DOCUMENT SECTION
U.S. Court of Appeals for the Eighth Circuit Enjoins Biden Student Loan Forgiveness Plan
Earlier today the U.S. Court of Appeals for the Eighth Circuit granted an emergency motion for a nationwide injunction pending appeal filed by several red states that blocks the federal government from moving forward with President Biden’s student loan forgiveness policy. The brief per curiam opinion was joined by Judges Shepherd, Erickson, and Grasz.
This is a significant ruling in what is likely the most serious legal challenge filed against the BIden initiative. Among other things, the argument for Article III standing, which is based upon the impact of harm to the Missouri Higher Education Loan Authority (MOHELA) on the state of Missouri, appears to be significantly stronger and more substantial than the arguments for standing put forward in other cases.
I’ve linked to the opinion above and will reproduce below the jump.
Whatever the eventual outcome of this case, it will affect the finances of millions of Americans with student loan debt as well as those Americans who pay taxes to finance the government and indeed everyone who is affected by such farreaching fiscal decisions. As such, we approach the motion before us with great care.

RECORDED DATA
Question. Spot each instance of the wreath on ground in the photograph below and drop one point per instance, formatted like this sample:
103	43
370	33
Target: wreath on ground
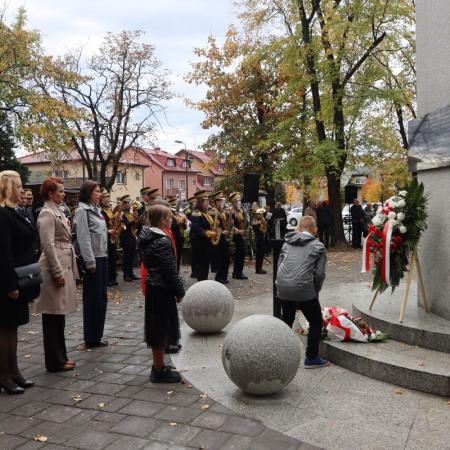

THINGS TO DO
1. List the judges the Eighth Circuit post names as joining the opinion.
2. Continue the Eighth Circuit post from its last sentence.
The listing has nothing to do with the Eighth Circuit post.

WRITTEN RESPONSES
1. Shepherd, Erickson, Grasz

2.
This case centers on the plaintiff States’ request to preliminarily enjoin the United States Secretary of Education (“Secretary”) from implementing a plan to discharge student loan debt under the Higher Education Relief Opportunities for Students Act of 2003, Pub. L. No. 108-76, 117 Stat. 904 (codified at 20 U.S.C. §§ 1098aa–1098ee) (“HEROES Act”). See Federal Student Aid Programs (Federal Perkins Loan Program, Federal Family Education Loan Program, and William D. Ford Federal Direct Loan Program), 87 Fed. Reg. 61,512, 61,514 (Oct. 12, 2022) (to be codified at 34 C.F.R. pts. 674, 682, 685). The States contend the student loan debt relief plan contravenes the separation of powers and violates the Administrative Procedure Act because it exceeds the Secretary’s authority and is arbitrary and capricious.
The district court denied the States’ motion for a preliminary injunction and dismissed the case for lack of jurisdiction after determining none of the States had standing to bring the lawsuit. Key to the district court’s rationale was its conclusion that the State of Missouri could not rely on any harm the Missouri Higher Education Loan Authority (“MOHELA”) might suffer on account of the Secretary’s cancellation of debt. The States appealed and moved for a preliminary injunction pending appeal. We grant the motion for the following reasons.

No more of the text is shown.